Exercise goal →
Repeat the data that follows, word for word, without the images.
━━━━━ Recorded information ━━━━━
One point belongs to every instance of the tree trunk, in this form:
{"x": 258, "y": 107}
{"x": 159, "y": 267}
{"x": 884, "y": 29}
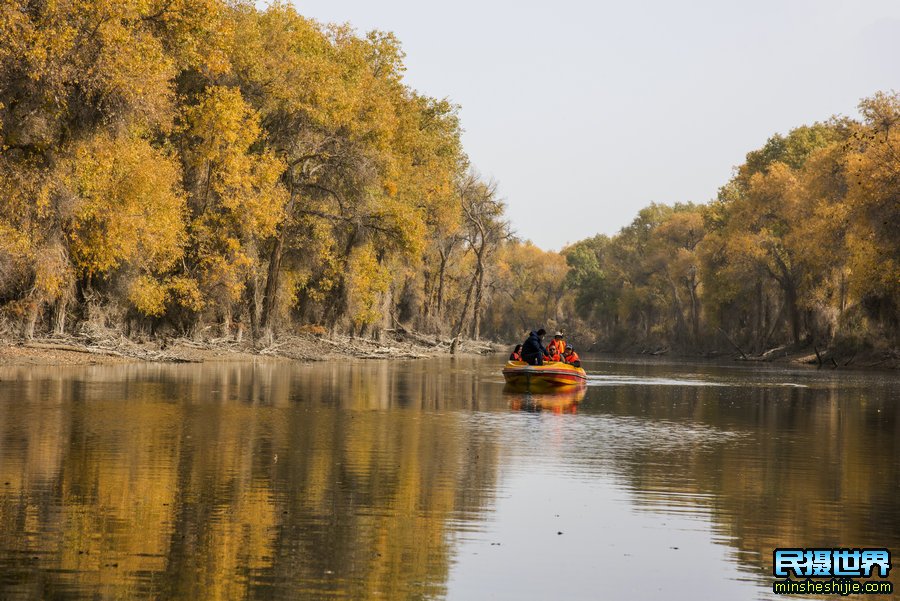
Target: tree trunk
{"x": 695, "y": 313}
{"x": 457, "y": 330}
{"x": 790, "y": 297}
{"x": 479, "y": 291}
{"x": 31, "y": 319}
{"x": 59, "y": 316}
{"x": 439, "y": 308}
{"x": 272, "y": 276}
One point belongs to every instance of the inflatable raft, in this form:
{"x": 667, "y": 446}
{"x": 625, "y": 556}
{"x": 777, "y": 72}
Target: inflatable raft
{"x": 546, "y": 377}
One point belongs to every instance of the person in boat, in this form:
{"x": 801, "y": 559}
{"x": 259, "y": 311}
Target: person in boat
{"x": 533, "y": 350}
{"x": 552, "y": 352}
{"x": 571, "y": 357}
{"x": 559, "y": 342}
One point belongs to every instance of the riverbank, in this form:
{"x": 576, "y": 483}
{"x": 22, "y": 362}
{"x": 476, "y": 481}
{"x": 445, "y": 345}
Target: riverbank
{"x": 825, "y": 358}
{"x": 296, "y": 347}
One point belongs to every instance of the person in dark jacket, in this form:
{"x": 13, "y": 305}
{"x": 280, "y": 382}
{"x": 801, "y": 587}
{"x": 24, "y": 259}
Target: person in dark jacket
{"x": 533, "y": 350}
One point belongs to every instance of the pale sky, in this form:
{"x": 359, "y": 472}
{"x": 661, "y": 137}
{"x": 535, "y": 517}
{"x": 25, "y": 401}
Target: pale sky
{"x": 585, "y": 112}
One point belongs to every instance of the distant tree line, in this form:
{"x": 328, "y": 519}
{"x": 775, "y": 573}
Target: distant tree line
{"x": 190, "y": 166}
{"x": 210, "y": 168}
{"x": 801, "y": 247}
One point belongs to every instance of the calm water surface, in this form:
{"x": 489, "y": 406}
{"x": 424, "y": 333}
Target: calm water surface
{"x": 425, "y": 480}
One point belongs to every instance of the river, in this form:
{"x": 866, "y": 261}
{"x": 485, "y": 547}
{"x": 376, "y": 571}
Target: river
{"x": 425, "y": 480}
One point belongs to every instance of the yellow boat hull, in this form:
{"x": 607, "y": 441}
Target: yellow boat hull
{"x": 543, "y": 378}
━━━━━
Answer below →
One point belongs to every instance of the tree trunk, in this form:
{"x": 258, "y": 107}
{"x": 159, "y": 267}
{"x": 884, "y": 29}
Target: tree trunk
{"x": 695, "y": 313}
{"x": 457, "y": 330}
{"x": 790, "y": 297}
{"x": 479, "y": 291}
{"x": 31, "y": 319}
{"x": 59, "y": 316}
{"x": 439, "y": 308}
{"x": 272, "y": 276}
One point belongs to every instance of the inflatable raft, in this form:
{"x": 667, "y": 446}
{"x": 625, "y": 556}
{"x": 777, "y": 72}
Target: inflatable raft
{"x": 546, "y": 377}
One point belongs to every instance of the person in boat, in this form:
{"x": 801, "y": 559}
{"x": 259, "y": 311}
Target: person in boat
{"x": 533, "y": 350}
{"x": 552, "y": 352}
{"x": 571, "y": 357}
{"x": 559, "y": 342}
One point belongs to every instance of the riverbank, in this form:
{"x": 576, "y": 483}
{"x": 22, "y": 362}
{"x": 476, "y": 481}
{"x": 445, "y": 345}
Target: riverbank
{"x": 825, "y": 358}
{"x": 296, "y": 347}
One point belongs to every instance of the person in dark jacket, in this form:
{"x": 13, "y": 305}
{"x": 280, "y": 382}
{"x": 801, "y": 587}
{"x": 24, "y": 259}
Target: person in dark jacket
{"x": 533, "y": 350}
One point belongs to every instance of the pale sky, in this form:
{"x": 359, "y": 472}
{"x": 661, "y": 137}
{"x": 535, "y": 517}
{"x": 25, "y": 401}
Target: pale sky
{"x": 585, "y": 112}
One point belongs to every instance of the distant tree line, in this form:
{"x": 328, "y": 519}
{"x": 775, "y": 573}
Target: distant tree line
{"x": 190, "y": 166}
{"x": 210, "y": 168}
{"x": 801, "y": 247}
One point belongs to every instance of the calm water surface, in this form:
{"x": 489, "y": 406}
{"x": 424, "y": 333}
Target: calm water surface
{"x": 425, "y": 480}
One point belongs to every instance of the river, in this form:
{"x": 866, "y": 261}
{"x": 485, "y": 547}
{"x": 376, "y": 571}
Target: river
{"x": 425, "y": 480}
One point belongs to every instance of the yellow boat hull, in this form:
{"x": 607, "y": 441}
Target: yellow boat hull
{"x": 543, "y": 378}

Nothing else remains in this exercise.